##### RECORDS SHOWN #####

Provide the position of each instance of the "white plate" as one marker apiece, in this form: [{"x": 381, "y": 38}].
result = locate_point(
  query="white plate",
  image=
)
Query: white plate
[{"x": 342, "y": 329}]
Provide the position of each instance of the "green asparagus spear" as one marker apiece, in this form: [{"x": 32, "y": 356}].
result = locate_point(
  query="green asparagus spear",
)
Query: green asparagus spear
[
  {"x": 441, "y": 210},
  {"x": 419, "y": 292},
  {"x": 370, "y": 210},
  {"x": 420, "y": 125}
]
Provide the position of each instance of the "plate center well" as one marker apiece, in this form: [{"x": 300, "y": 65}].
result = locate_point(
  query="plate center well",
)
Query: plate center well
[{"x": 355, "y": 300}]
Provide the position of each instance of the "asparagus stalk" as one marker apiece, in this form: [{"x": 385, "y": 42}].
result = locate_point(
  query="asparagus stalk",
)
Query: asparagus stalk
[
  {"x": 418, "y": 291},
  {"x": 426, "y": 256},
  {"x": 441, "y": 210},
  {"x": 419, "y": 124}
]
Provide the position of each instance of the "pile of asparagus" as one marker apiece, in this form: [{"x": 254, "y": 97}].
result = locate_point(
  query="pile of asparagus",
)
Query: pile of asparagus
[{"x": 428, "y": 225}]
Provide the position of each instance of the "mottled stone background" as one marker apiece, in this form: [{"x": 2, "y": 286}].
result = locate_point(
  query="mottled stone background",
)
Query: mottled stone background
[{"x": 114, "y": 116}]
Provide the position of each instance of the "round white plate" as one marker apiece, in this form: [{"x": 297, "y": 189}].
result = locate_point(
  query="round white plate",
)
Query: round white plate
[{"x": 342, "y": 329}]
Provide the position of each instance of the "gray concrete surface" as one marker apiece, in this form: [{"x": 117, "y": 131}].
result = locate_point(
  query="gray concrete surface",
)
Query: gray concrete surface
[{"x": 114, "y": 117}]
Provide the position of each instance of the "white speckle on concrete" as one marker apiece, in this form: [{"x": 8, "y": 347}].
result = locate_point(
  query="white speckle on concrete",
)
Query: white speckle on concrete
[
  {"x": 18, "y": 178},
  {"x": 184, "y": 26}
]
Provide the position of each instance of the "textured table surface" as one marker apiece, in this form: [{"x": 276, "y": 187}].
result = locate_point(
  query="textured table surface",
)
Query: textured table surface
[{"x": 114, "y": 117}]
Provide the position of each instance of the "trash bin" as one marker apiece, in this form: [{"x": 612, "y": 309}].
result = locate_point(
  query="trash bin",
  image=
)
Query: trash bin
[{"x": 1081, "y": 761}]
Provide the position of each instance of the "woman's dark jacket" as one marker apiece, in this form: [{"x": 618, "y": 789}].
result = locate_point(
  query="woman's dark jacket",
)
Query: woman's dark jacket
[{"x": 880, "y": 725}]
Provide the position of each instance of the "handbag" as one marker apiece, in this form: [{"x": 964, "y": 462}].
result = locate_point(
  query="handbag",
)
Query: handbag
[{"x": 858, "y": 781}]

#####

The response must be an exact reproduction of all the entries.

Provide the position of each instance of the "white plate" as one marker apiece, in this form: [{"x": 381, "y": 38}].
result = locate_point(
  query="white plate",
  image=
)
Query: white plate
[{"x": 342, "y": 329}]
Provide the position of each instance of the "green asparagus spear" as one marker apiece, in this form: [{"x": 32, "y": 356}].
result = locate_point(
  query="green asparagus spear",
)
Query: green asparagus spear
[
  {"x": 441, "y": 210},
  {"x": 419, "y": 292},
  {"x": 370, "y": 210},
  {"x": 420, "y": 125}
]
Provide the position of each instance of the "plate center well" as one marker apiece, in this form: [{"x": 300, "y": 65}].
result = locate_point(
  query="plate center well",
)
Query: plate center well
[{"x": 355, "y": 300}]
Provide the position of each instance of the "asparagus stalk" as one marker apiece, in this form: [{"x": 385, "y": 42}].
result = locate_point(
  query="asparagus stalk",
)
Query: asparagus stalk
[
  {"x": 418, "y": 291},
  {"x": 426, "y": 256},
  {"x": 441, "y": 210},
  {"x": 419, "y": 124}
]
Provide the position of each instance of the "pile of asparagus" as one marker apiece, in this form: [{"x": 254, "y": 97}].
result = locate_point(
  query="pile of asparagus",
)
Query: pile of asparagus
[{"x": 428, "y": 225}]
Provide the position of each instance of the "mottled stone background" as one marker apiece, in this form: [{"x": 2, "y": 286}].
result = locate_point(
  query="mottled stone background",
)
Query: mottled stone background
[{"x": 114, "y": 116}]
Provide the position of each instance of the "round white plate" as one marker apiece, in this form: [{"x": 297, "y": 189}].
result = locate_point(
  query="round white plate",
)
Query: round white plate
[{"x": 342, "y": 329}]
Provide the position of each instance of the "gray concrete surface" as one marker apiece, in this form: [{"x": 117, "y": 131}].
result = locate_point(
  query="gray concrete surface",
)
Query: gray concrete surface
[{"x": 114, "y": 117}]
Provide the position of each instance of the "white speckle on concrete" as one marker apiece, in this form: [{"x": 8, "y": 347}].
result = locate_point(
  query="white speckle on concrete",
)
Query: white speckle on concrete
[
  {"x": 18, "y": 178},
  {"x": 184, "y": 26}
]
Provide the position of each instance of the "textured table surface" as one marker apiece, in this form: [{"x": 276, "y": 187}].
result = locate_point(
  query="textured table surface",
)
Query: textured table surface
[{"x": 114, "y": 117}]
Provide the position of each instance of the "trash bin" as one marker apiece, in this form: [{"x": 612, "y": 309}].
result = locate_point(
  query="trash bin",
  image=
)
Query: trash bin
[{"x": 1081, "y": 761}]
Provide the position of each instance of the "woman's dark jacket" as one marker apiece, in this form: [{"x": 618, "y": 789}].
result = locate_point(
  query="woman's dark jacket",
)
Query: woman's dark jacket
[{"x": 880, "y": 725}]
Provide the position of each instance of the "handbag" as one marker apiece, in this form: [{"x": 964, "y": 462}].
result = locate_point(
  query="handbag",
)
Query: handbag
[{"x": 858, "y": 781}]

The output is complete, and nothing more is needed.